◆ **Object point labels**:
• • • • •

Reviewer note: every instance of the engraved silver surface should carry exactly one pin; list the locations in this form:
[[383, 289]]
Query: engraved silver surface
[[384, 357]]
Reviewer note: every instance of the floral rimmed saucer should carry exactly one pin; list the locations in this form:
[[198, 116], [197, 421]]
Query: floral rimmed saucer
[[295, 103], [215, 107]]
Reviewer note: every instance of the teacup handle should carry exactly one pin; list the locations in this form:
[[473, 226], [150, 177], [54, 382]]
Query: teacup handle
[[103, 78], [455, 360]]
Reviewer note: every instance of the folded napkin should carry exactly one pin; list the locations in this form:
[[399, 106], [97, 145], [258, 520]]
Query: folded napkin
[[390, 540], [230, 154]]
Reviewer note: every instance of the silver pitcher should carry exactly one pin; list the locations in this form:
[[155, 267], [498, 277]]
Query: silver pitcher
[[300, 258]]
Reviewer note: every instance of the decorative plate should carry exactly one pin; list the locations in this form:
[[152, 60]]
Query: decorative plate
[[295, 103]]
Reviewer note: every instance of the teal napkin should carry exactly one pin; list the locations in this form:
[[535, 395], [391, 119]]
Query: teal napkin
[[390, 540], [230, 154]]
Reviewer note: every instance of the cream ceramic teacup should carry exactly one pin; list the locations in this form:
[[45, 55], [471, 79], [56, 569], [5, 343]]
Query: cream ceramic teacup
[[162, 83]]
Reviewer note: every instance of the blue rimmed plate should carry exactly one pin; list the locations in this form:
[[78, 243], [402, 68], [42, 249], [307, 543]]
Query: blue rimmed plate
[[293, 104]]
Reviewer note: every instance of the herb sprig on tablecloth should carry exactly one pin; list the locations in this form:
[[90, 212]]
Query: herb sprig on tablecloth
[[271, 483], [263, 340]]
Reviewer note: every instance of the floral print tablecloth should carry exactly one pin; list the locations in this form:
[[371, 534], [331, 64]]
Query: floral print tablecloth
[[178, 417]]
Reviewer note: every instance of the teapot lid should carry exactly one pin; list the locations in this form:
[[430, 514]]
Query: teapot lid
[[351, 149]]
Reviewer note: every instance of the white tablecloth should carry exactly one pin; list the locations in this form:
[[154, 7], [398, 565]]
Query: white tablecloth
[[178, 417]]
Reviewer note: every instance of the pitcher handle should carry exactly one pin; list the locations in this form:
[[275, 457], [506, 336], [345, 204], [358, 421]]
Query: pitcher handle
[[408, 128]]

• • • • •

◆ **WHAT YOU ARE ASKED TO DO**:
Rewrite all the items above, replacing "napkin" with "serviette" wherever it occurs and leaving everything else unchanged.

◆ **COMPLETE ANSWER**:
Reviewer note: every instance of the engraved silver surface should carry exactly one pin; list the locations in this form:
[[383, 289]]
Query: engraved silver surface
[[384, 357]]
Reviewer note: every instance of the floral rimmed saucer should carry exactly one pin; list the locations in this form:
[[198, 116], [197, 421]]
Query: floral rimmed saucer
[[295, 103], [215, 107]]
Reviewer note: every instance of the teacup handle should carry exactly one pin; list the locations in this form:
[[473, 226], [150, 177], [54, 382]]
Query: teacup handle
[[103, 78], [455, 360]]
Reviewer note: every instance of the folded serviette should carry exactly one pin; list the locations in this form:
[[399, 106], [97, 145], [258, 520]]
Query: folded serviette
[[390, 540], [230, 154]]
Reviewer note: every instance of the silver pitcher should carry exactly one pin; list the locations in this form:
[[155, 267], [498, 277]]
Query: silver pitcher
[[300, 258]]
Reviewer note: every instance of the decorative plate should carry exactly one pin; list the locations in this form:
[[152, 60]]
Query: decorative plate
[[295, 103]]
Reviewer note: every instance of the teal serviette should carry exactly one pin; list the locations in this form:
[[535, 395], [391, 119]]
Query: teal serviette
[[390, 540], [230, 154]]
Reviewer note: every instance of the cream ceramic teacup should carry exactly one pin; list the locations in this form:
[[45, 55], [471, 79], [56, 569], [5, 343]]
Query: cream ceramic teacup
[[162, 83]]
Reviewer note: every instance of the blue rimmed plate should carry exactly one pin; list the locations in this form:
[[78, 243], [402, 68], [42, 249], [307, 543]]
Query: blue rimmed plate
[[293, 104]]
Reviewer note: every instance of the herb sprig on tablecloth should carry exactly one pin; list the locations in this form:
[[90, 212]]
Query: herb sprig on tablecloth
[[271, 483], [263, 340]]
Reviewer note: every instance of the floral print tablecloth should carry exactly one pin; list the locations in this form:
[[371, 534], [331, 64]]
Query: floral print tablecloth
[[178, 417]]
Reviewer note: every instance of the teapot lid should carry exactly one pin; list the locations in this form:
[[430, 514]]
Query: teapot lid
[[351, 149]]
Reviewer note: every instance of the white tablecloth should carry exactly one pin; list the locations in this form:
[[154, 7], [398, 565]]
Query: white tablecloth
[[178, 417]]
Reviewer note: every instance of the pitcher handle should carry exactly one pin; list the locations in this form:
[[275, 457], [506, 336], [345, 204], [358, 421]]
Query: pitcher handle
[[408, 128]]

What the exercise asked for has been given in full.